Extract every line of the data that contains the string "vehicle", matching case exactly.

Start of Information provided

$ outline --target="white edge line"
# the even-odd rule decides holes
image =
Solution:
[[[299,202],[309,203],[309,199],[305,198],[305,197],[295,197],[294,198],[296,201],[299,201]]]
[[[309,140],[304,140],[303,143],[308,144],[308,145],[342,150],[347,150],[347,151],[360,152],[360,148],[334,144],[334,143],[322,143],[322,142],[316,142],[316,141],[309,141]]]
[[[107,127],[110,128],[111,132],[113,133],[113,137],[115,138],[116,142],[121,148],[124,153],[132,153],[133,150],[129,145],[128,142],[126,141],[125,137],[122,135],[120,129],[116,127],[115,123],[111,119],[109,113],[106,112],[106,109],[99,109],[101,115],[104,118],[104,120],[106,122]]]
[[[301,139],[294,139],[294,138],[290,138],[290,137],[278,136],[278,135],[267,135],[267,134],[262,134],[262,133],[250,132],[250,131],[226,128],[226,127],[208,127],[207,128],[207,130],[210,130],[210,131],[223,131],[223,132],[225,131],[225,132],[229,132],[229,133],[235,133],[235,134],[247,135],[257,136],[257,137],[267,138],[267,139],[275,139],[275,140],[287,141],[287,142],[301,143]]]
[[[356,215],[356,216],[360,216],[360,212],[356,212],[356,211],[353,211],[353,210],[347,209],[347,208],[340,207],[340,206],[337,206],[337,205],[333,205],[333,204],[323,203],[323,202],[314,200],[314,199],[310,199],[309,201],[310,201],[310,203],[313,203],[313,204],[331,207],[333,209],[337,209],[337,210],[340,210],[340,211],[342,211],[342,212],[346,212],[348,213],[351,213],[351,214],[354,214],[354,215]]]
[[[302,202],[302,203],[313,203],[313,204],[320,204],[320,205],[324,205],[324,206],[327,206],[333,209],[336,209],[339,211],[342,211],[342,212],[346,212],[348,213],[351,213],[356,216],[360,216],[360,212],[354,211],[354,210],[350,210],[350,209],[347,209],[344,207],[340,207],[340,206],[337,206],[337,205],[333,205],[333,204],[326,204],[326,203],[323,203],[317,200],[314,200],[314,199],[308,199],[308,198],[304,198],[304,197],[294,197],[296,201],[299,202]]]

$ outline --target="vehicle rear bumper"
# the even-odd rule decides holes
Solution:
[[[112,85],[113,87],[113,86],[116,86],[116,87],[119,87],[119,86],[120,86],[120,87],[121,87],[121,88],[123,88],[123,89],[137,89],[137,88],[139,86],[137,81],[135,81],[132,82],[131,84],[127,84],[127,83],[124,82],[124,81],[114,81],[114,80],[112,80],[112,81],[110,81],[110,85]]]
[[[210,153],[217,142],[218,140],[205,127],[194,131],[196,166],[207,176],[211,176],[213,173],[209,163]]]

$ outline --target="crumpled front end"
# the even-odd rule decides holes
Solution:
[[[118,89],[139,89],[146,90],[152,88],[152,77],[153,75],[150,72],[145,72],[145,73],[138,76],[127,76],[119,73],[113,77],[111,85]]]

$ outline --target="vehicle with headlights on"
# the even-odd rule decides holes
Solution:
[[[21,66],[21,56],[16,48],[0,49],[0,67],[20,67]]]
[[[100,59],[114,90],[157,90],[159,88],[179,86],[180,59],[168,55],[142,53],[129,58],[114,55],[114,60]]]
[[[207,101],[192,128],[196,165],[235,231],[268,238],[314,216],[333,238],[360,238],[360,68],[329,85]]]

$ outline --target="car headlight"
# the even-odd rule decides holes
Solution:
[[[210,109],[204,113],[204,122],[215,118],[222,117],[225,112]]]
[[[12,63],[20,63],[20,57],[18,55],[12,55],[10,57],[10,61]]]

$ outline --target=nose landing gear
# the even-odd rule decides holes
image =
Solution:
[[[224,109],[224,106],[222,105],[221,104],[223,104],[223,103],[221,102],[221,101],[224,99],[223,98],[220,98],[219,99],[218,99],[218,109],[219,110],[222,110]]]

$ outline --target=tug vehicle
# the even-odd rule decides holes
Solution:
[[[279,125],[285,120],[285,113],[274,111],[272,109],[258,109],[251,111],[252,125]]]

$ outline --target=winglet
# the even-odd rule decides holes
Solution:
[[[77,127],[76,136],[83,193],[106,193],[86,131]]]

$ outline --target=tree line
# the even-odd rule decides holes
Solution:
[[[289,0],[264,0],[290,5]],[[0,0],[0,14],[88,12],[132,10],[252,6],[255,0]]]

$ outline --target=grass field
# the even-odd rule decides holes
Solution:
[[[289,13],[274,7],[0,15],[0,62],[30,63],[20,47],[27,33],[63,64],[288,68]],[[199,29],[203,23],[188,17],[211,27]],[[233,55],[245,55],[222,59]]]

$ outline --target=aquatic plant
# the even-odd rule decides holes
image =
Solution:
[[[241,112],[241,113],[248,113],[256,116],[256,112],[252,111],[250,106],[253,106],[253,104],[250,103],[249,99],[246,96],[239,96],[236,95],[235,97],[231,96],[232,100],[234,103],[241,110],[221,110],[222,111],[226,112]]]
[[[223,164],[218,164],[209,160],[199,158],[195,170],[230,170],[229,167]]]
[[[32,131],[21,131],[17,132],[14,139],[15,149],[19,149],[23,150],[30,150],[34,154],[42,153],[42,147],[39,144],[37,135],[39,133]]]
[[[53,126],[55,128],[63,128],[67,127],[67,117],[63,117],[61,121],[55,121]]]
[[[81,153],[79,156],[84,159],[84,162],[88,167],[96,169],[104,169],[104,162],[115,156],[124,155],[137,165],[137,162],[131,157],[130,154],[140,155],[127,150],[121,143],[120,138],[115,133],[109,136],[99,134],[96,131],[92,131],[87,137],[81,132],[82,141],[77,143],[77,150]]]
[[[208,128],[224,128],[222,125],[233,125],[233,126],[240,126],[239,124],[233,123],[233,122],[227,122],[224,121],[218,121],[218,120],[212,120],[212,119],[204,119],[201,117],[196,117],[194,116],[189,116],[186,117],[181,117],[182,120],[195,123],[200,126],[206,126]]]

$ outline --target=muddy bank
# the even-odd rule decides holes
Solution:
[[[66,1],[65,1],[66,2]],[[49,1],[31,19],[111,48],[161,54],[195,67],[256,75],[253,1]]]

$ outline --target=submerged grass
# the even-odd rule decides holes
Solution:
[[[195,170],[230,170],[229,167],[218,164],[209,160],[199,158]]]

End of Information provided

Solution to the exercise:
$ outline --target="vehicle rear bumper"
$ outline --target="vehicle with headlights on"
$ outline --target=tug vehicle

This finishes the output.